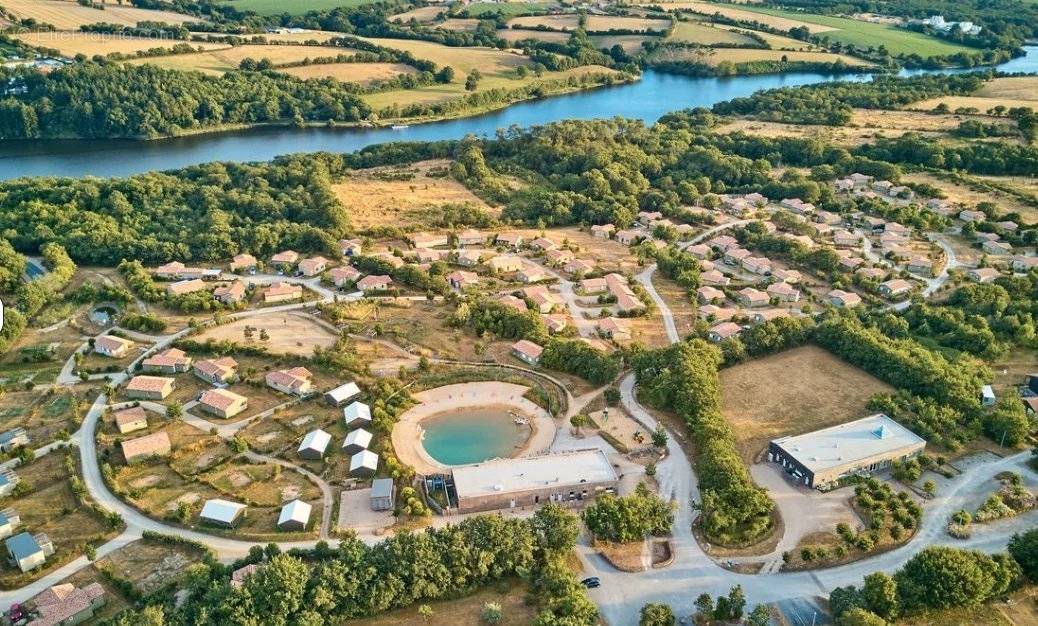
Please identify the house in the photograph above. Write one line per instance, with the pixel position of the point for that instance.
(282, 292)
(220, 371)
(716, 314)
(295, 516)
(983, 274)
(996, 247)
(527, 351)
(616, 328)
(895, 288)
(167, 361)
(344, 275)
(14, 438)
(343, 393)
(471, 237)
(222, 513)
(149, 387)
(630, 237)
(721, 331)
(188, 286)
(243, 263)
(285, 260)
(131, 419)
(312, 266)
(109, 345)
(383, 494)
(297, 381)
(357, 440)
(752, 297)
(364, 463)
(504, 264)
(556, 322)
(427, 240)
(843, 299)
(230, 294)
(350, 247)
(313, 445)
(1025, 264)
(531, 273)
(513, 302)
(356, 414)
(28, 551)
(713, 277)
(222, 403)
(708, 294)
(156, 444)
(784, 292)
(766, 315)
(378, 282)
(512, 240)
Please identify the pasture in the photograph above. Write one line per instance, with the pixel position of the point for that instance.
(792, 392)
(219, 61)
(70, 16)
(351, 73)
(90, 44)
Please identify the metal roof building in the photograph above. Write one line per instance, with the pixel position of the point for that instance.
(821, 458)
(222, 513)
(295, 516)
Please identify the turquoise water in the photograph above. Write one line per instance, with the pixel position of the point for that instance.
(471, 436)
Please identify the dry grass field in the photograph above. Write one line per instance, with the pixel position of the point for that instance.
(738, 14)
(698, 32)
(373, 201)
(70, 16)
(517, 34)
(351, 73)
(224, 60)
(71, 44)
(422, 15)
(792, 392)
(290, 333)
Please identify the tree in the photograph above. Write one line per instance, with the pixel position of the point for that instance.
(656, 615)
(1023, 548)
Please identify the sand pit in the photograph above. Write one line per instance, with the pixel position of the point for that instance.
(407, 433)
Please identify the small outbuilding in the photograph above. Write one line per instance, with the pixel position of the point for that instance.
(295, 516)
(222, 513)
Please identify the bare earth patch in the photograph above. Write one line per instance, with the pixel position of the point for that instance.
(792, 392)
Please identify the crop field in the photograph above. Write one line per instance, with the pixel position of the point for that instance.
(792, 392)
(372, 200)
(747, 55)
(219, 61)
(71, 44)
(276, 7)
(517, 34)
(698, 32)
(70, 16)
(352, 73)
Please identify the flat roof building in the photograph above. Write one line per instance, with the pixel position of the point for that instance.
(822, 458)
(531, 481)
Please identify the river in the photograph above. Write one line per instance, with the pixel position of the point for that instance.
(648, 99)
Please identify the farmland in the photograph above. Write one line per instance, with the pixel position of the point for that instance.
(70, 16)
(89, 44)
(792, 392)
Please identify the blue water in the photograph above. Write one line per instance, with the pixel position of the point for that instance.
(648, 99)
(474, 435)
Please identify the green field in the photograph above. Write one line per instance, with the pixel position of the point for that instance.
(865, 34)
(276, 7)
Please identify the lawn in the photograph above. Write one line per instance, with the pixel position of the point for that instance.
(276, 7)
(792, 392)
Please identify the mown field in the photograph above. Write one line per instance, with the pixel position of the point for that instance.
(70, 16)
(71, 44)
+ + +
**Do this:**
Copy out all of the records above line for line and without any change, leaving out the pictures.

**Solution to the problem:**
Please identify the house in the photograph above. Write one line per instance, with the pixel position of the point for that instance.
(282, 292)
(220, 371)
(716, 314)
(295, 516)
(983, 274)
(996, 247)
(527, 351)
(616, 328)
(895, 288)
(167, 361)
(344, 275)
(14, 438)
(343, 393)
(471, 237)
(222, 513)
(149, 387)
(630, 237)
(721, 331)
(188, 286)
(243, 263)
(285, 260)
(131, 419)
(312, 266)
(109, 345)
(383, 494)
(297, 381)
(357, 440)
(752, 297)
(364, 463)
(504, 264)
(556, 322)
(427, 240)
(843, 299)
(230, 294)
(350, 247)
(313, 445)
(1025, 264)
(531, 273)
(513, 302)
(356, 414)
(28, 551)
(713, 277)
(222, 403)
(708, 294)
(156, 444)
(784, 292)
(766, 315)
(378, 282)
(512, 240)
Please identify the pasture in the photograph above. Write one line per instance, with the pixel position of the point for that instance.
(792, 392)
(219, 61)
(70, 16)
(351, 73)
(90, 44)
Please identify the metal roof building in the photograph above. Write one line per instance, with the pixel position of the point for that instance.
(821, 458)
(222, 513)
(295, 516)
Please identify the turquoise water in the photograph above. Write one line per instance, with the pixel position of the point for that instance.
(471, 436)
Please identify the dry grass field in the photograph above. Write one line per instance, with the pixel position of the point for that instance.
(738, 14)
(698, 32)
(373, 201)
(70, 16)
(517, 34)
(351, 73)
(224, 60)
(71, 44)
(422, 15)
(792, 392)
(290, 333)
Please identify the tree in the photograph above. Write one line per instance, with the pixel position of the point for that instance.
(656, 615)
(1023, 548)
Please identify the sand pit in the photograph above. Write one line per instance, with the pixel position of the point for that instance.
(407, 433)
Please identify the small outbuilding in the photograph above. Write one line per instance, with the pixel position of the point for that instance.
(295, 516)
(222, 513)
Please identify the bare earth patch in the photograph above. Write one line per instance, with the pixel position of the point for that instance.
(792, 392)
Please identify the crop field in the photograph above. Write one line per instance, with the pixel position of the point for that instance.
(792, 392)
(372, 200)
(747, 55)
(219, 61)
(71, 44)
(276, 7)
(517, 34)
(698, 32)
(70, 16)
(352, 73)
Please identify the flat roof building in the photograph above. Write one line per instance, with the pixel position of the point for that instance.
(822, 458)
(531, 481)
Please identify the river in the photograph above. Write one line per instance, with the pixel position of the point for that instance.
(648, 99)
Please identify the farmland in the photograph above. Write one line per instance, with the pixel position of the point for that instance.
(70, 16)
(89, 44)
(792, 392)
Please identify the blue water in the photograph above. Write one line per instance, with the pixel position of the point for that instance.
(648, 99)
(474, 435)
Please identify the green field in the photograph above. Write one line per instance, with the pixel position of the point for that instance.
(865, 34)
(276, 7)
Please identify the lawn in the photograph above. Write one line per instance, with the pixel position of the point for that instance.
(276, 7)
(792, 392)
Please identify the mown field in the photograph above. Write one line per instance, with the pixel position of the point for that instance.
(70, 16)
(71, 44)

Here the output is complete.